SHORT EXERCISE:
Write out every one of the records below word for word, leaving out the pictures.

SOURCE RECORDS:
--------------------------------
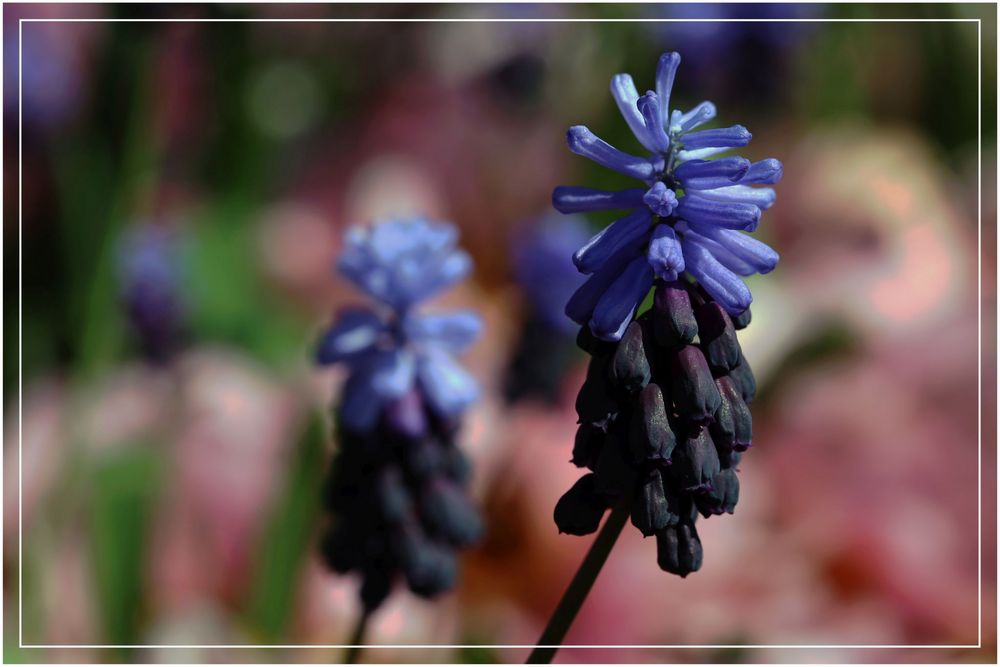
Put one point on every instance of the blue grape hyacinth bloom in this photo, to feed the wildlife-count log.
(389, 346)
(396, 493)
(691, 216)
(664, 411)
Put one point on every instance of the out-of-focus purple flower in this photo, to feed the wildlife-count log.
(689, 216)
(544, 268)
(150, 270)
(396, 490)
(390, 347)
(52, 71)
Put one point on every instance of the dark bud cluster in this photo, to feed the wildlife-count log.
(397, 503)
(664, 419)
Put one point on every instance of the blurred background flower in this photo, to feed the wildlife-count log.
(178, 502)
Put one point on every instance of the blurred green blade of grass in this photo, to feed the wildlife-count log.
(125, 489)
(287, 537)
(227, 297)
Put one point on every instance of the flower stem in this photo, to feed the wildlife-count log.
(578, 589)
(357, 638)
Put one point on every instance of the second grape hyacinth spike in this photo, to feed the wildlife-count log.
(396, 494)
(664, 410)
--------------------------------
WRITTEN REPLY:
Put one point on every instance of the blue grape hyacinth bloom in this photo, to feed the wildlife-count log.
(389, 346)
(396, 493)
(691, 216)
(664, 411)
Put one point on every instance of the out-of-focus purple flower in this photo, to feed the wildlife-count log.
(689, 216)
(544, 268)
(150, 270)
(396, 490)
(390, 347)
(52, 71)
Put one point on every instance of the dark bud cluster in this photo, to feed the wildlife-count log.
(397, 503)
(664, 419)
Put one point on every instance of the blurred background flower in this photo, to feed the wildlife-count log.
(178, 502)
Put one point on every instance of the blurred green blade of grass in this photo, to feed the wildlife-count log.
(125, 489)
(287, 537)
(227, 297)
Put one point on every instance of the flower stem in this photo, to feed the wildlife-count log.
(578, 589)
(357, 638)
Put one point on every instance of the second grape hyacinth spike in this photo, to feed the wildlife-count log.
(396, 494)
(664, 410)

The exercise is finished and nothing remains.